◆ Your task:
Return the data that follows exactly as it appears. Pictures do not belong in the copy.

Records contained in a dataset:
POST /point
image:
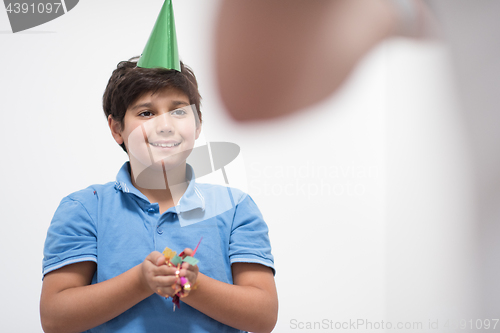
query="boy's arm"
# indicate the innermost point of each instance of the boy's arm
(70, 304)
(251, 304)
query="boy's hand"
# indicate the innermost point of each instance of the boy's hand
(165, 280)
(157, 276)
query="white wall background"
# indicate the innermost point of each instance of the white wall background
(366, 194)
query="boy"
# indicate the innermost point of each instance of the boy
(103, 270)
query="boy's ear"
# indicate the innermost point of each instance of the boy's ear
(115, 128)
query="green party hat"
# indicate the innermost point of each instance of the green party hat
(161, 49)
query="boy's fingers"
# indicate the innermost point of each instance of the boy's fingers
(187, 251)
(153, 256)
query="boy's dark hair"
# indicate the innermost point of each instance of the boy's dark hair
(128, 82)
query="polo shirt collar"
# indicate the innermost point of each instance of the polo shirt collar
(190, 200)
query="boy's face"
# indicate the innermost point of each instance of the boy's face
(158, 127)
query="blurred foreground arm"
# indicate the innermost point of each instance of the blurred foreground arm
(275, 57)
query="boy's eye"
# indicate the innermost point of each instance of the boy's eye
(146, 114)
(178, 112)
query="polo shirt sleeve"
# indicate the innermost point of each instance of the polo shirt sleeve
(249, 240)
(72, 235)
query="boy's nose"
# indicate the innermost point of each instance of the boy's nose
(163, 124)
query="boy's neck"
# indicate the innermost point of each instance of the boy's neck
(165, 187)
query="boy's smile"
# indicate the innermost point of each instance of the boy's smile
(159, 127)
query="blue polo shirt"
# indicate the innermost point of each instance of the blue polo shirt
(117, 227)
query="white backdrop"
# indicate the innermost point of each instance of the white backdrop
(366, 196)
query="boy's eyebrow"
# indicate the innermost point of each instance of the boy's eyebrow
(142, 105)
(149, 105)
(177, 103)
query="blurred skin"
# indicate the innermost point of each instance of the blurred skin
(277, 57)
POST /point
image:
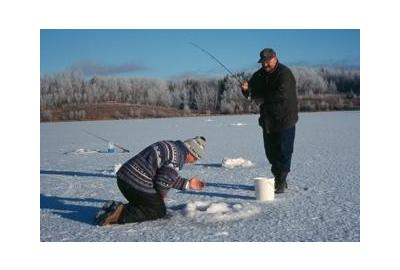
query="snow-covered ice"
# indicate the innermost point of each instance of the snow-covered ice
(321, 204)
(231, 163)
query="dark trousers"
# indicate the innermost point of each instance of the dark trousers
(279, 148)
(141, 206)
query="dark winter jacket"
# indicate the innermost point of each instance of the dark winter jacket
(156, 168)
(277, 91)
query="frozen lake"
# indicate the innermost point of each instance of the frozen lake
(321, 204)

◆ Worked solution:
POST /point
image:
query="boy's arm"
# indicate the innermost point of each instance of the boy's arm
(70, 304)
(251, 304)
query="boy's hand"
# indicate the innermost point of each instance of the boy's hand
(165, 280)
(157, 276)
query="white wall background"
# indicate the innermost point of each instance of the white wall background
(366, 194)
query="boy"
# indicate the innermost point of each instance of the boy
(103, 270)
query="boy's ear"
# indicate the innermost point of each instance of the boy's ear
(115, 128)
query="green party hat"
# indicate the innermost point of each instance of the green party hat
(161, 49)
query="boy's fingers"
# indicate the innermost point of each instance of the boy's fingers
(187, 251)
(153, 256)
query="boy's dark hair"
# indicate the innermost point of each instance of the boy's dark hair
(128, 82)
query="polo shirt collar"
# indicate the innermost point of each instance of the polo shirt collar
(190, 200)
query="boy's face"
# indicate the innermost point of each instance of the boy's face
(158, 127)
query="blurred foreground arm"
# indicate the innermost point of each instance of the blurred foreground arm
(275, 57)
query="boy's eye"
# indicate the innermost point of each instance of the boy's eye
(146, 114)
(178, 112)
query="polo shirt sleeve"
# indicate the innermost point of each instance of the polo shirt sleeve
(249, 240)
(72, 235)
query="boy's nose"
# indicate the innermost point of each instance of the boy's nose
(163, 124)
query="boy's neck"
# indicate the innermost point of each instance of the boy's neck
(165, 187)
query="boy's smile"
# indicate the innermost point of each instance of the boy's smile
(159, 127)
query="blue polo shirt"
# indicate the innermost point of each instance of the blue polo shirt
(117, 227)
query="white backdrop"
# indicate the innermost point of each instance of the white backdrop
(366, 196)
query="boy's eyebrow"
# indicate the innermost point of each instance of the boy's eyebrow
(142, 105)
(149, 105)
(177, 103)
query="blurred skin"
# indicate the innermost point of each instance of the blurred skin
(277, 57)
POST /point
image:
query="snow-covered ice"
# indicate the innermost point of each instance of the snow-covered ice
(321, 204)
(231, 163)
query="dark trousers"
# indicate the innermost point of each instance of the dark trousers
(279, 148)
(141, 206)
query="dark winter jacket"
# indicate the innermost point of each instance of the dark winter jacket
(156, 168)
(277, 91)
query="frozen lake"
# indicate the innermost point of each instance of the frozen lake
(321, 204)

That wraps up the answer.